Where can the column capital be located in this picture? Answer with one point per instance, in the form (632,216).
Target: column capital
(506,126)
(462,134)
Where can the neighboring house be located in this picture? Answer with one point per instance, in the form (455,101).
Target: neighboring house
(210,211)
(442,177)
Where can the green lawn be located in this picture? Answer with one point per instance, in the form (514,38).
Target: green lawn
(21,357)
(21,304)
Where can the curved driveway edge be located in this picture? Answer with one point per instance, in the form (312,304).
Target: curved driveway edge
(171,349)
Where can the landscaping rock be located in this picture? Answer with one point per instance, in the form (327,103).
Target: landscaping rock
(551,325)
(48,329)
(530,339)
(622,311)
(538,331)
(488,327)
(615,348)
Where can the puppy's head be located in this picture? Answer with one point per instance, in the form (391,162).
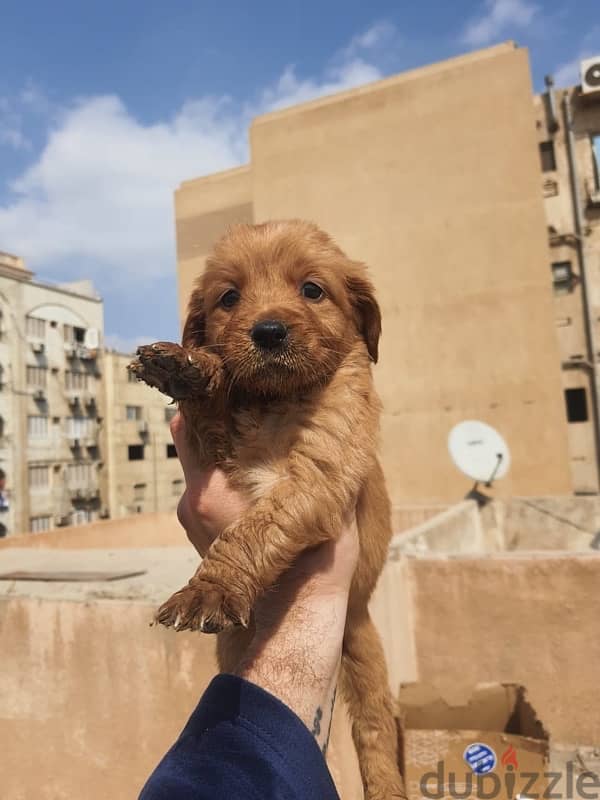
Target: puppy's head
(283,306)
--
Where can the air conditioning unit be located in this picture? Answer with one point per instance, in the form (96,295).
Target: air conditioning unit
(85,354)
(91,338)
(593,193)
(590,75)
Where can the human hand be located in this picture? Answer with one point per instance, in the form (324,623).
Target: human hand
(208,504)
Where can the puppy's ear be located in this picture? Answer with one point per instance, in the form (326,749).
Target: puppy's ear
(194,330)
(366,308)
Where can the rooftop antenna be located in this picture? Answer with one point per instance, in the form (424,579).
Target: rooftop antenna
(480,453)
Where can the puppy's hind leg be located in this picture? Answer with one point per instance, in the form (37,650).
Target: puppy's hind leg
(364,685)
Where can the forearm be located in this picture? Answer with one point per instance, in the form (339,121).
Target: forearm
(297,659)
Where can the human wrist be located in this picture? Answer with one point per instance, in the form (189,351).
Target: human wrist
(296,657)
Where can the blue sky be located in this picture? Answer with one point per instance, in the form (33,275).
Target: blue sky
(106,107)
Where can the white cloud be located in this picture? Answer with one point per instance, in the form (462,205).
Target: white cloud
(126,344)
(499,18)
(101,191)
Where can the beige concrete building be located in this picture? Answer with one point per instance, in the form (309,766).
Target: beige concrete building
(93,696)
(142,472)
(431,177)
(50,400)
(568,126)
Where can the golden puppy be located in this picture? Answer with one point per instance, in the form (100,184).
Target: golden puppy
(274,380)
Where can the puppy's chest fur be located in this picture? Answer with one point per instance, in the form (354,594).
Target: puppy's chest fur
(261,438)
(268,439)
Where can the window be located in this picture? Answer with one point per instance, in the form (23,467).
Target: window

→ **To do**
Show every line above that contains the word "landscaping", copying each one in full.

→ **Task output**
Where can the landscaping rock be located in this picture? Answer with one point per instance, in the form (327,103).
Target: landscaping rock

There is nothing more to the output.